Blok Teks -
------------------------------------------------------------

Penduduk Syam memakai qira’ah Ubay bin Ka‘b, yang lainnya lagi memakai qira’ah Abu Musa al-Asy’ary. Maka tidak diragukan timbul perbedaan bentuk qira’ah di kalangan mereka, sehingga membawa kepada pertentangan dan perpecahan di antara mereka sendiri Bahkan terjadi sebagian mereka mengkafirkan sebagian yang lain, disebabkan perbedaan qira’ah tersebut[2].
          Itulah sebabnya Khalifah ‘Utsman kemudian berpikir dan merencanakan untuk mengambil langkah-langkah positif sebelum perbedaan-perbadaan bacaan itu lebih meluas. Usaha awal yang dilakukannya adalah mengumpulkan para sahabat yang alim dan jenius  serta mereka yang terkenal pandai memadamkan dan meredakan persengketaan itu. Mereka sepakat menerima instruksi ‘Utsman, yakni membuat Mushaf yang banyak, lalu membagi-bagikannya ke setiap pelosok dan kota, sekaligus memerintahkan pembakaran selainMushaf  itu, sehingga tidak ada lagi celah yang menjerumuskan mereka ke persengketaan dalam bentuk-bentuk qira’ah. 
          Karena itulah pulalah, ‘Utsman mengirim utusan kepada Hafshah guna meminjam Mushaf yang terwariskan dari ‘Umar. Dari Mushhaf  tersebut, lalu dipilihnya tokoh andal dari kalangan senior sahabat untuk memulai rencananya. Pilihannya jatuh kepada Zayd bin Stabit, ‘Abdullah bin Zubayr, Sai‘id bin ‘Ash dan ‘Abdurrahman bin Hisyam mereka dari suku Quraisy, golongan Muhajirin, kecuali Zayd bin Tsabit, ia golongan Anshar. Usaha yang mulia ini berlangsung pada tahun 24 H. Sebelum memulai tugas ini, ‘Utsman berpesan kepada mereka :
إِذَا اِخْتَلَفْتُمْ اَنْتُمْ وَزَيْدٌ بِنْ ثَابِتْ فِى شَيْئٍ، فَكْتُبُوْهُ بِلِسِانِ قُرَيْشٍ، فَإِنَّهُ إِنَّمَا نَزَّلَ بِلِسَانِهِمْ

Terjemahnya : Jika kalian berselisih pendapat dalam qira’ah dengan Zayd bin Stabit, maka hendaklah kalian menuliskannya dengan lughat Quraisy, karena sesungguhnya Alquran diturunkan dengan bahasa mereka[3].

------------------------------------------------------------

Langkah Pengerjaan -
**A.** Menurut teks tentang pembukuan Mushaf pada masa ‘Utsman, pada tahun berapa usaha tersebut berlangsung?
**B.** Lanjutkan teks tentang pembukuan Mushaf pada masa ‘Utsman dari titik terakhir bagian yang ditampilkan.
Data berikut diambil dari sumber yang berbeda.

Data Sumber:

------------------------------------------------------------

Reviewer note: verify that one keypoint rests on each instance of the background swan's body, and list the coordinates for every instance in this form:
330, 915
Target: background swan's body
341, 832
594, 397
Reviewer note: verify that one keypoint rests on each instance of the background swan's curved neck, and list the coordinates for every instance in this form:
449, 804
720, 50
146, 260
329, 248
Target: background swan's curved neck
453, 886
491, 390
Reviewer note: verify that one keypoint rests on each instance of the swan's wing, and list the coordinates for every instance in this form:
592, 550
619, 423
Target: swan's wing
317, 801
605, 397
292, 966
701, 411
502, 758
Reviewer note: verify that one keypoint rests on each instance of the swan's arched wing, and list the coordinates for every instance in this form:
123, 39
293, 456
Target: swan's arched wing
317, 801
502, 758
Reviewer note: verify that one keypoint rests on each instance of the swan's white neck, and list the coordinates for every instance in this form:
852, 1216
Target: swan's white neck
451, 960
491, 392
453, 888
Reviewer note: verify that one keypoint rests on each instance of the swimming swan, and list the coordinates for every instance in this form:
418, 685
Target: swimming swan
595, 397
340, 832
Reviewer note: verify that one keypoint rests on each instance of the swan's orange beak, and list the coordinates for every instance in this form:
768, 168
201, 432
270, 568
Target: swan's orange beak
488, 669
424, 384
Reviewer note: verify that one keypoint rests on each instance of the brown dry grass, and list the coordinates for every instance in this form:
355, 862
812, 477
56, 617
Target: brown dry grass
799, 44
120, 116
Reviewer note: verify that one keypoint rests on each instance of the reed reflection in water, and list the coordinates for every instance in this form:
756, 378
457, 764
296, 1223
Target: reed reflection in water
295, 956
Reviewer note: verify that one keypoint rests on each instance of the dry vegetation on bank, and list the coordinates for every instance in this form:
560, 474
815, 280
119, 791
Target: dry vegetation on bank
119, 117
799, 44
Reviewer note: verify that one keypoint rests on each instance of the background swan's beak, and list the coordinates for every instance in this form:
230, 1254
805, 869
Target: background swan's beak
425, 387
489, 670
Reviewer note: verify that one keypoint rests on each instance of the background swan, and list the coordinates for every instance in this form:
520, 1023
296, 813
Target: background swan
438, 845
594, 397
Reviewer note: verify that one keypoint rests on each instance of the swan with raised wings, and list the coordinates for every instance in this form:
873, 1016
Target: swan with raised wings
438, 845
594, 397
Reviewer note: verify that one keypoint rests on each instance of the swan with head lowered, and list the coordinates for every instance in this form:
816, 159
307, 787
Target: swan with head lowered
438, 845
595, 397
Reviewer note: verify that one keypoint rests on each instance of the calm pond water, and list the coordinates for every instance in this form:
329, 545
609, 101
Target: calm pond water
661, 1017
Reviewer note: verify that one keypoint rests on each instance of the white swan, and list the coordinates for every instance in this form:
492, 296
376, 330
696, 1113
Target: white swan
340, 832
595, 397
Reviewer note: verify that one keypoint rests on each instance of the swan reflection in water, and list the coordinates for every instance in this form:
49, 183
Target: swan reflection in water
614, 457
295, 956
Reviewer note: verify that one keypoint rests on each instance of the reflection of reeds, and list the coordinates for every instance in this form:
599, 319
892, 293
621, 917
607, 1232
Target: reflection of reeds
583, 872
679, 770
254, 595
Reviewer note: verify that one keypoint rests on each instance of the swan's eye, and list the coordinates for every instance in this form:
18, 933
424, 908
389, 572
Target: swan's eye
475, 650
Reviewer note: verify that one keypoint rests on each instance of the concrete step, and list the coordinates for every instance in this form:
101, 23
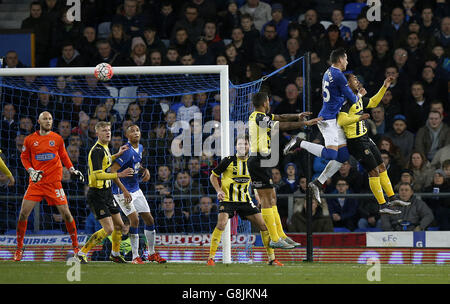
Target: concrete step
27, 2
10, 24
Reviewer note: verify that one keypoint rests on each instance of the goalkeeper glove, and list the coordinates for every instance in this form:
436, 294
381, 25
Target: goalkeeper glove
78, 174
35, 175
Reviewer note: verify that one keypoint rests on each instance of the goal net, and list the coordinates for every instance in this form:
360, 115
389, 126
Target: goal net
188, 116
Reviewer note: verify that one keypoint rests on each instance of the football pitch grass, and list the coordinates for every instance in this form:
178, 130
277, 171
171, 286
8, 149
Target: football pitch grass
184, 273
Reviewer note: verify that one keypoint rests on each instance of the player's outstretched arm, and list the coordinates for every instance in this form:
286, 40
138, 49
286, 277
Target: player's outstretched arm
126, 194
215, 183
348, 93
375, 100
286, 126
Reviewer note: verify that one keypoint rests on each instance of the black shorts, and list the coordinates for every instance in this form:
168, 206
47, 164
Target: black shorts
102, 203
261, 176
365, 151
242, 209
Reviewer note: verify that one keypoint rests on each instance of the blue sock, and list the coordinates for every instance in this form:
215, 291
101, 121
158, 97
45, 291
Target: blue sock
134, 230
329, 154
343, 155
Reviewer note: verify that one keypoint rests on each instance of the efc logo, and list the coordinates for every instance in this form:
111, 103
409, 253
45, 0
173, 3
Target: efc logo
74, 12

------------------------------------------------------------

Jawaban per Tugas -
**A.** Usaha tersebut berlangsung pada tahun 24 H.

**B.**
                                                                                         
         Setelah memahami pesan di atas, bekerjalah tim ini dengan ekstra hati-hati, dan meneliti mushaf-mushaf. yang kemudian melahirkan satu Mushaf  yang satu dan dianggap sempuna. 
        Mushhaf  ini digandakan dan dikirim ke daerah-daerah untuk disosialsikan kepada masyarakat demi meredam perbedaan bacaan di antara mereka. Sedangkan Mushhaf  yang lainnya dibakar, kecuali yang dimiliki Hafshah dikembalikan kepadanya. Mengenai sistematika surat dalam Al-Qur’an, apakah taqifi atau taufiqi menjadi perdebatan sejak dahulu dan perdebatan tersebut belum berakhir pada saat ini.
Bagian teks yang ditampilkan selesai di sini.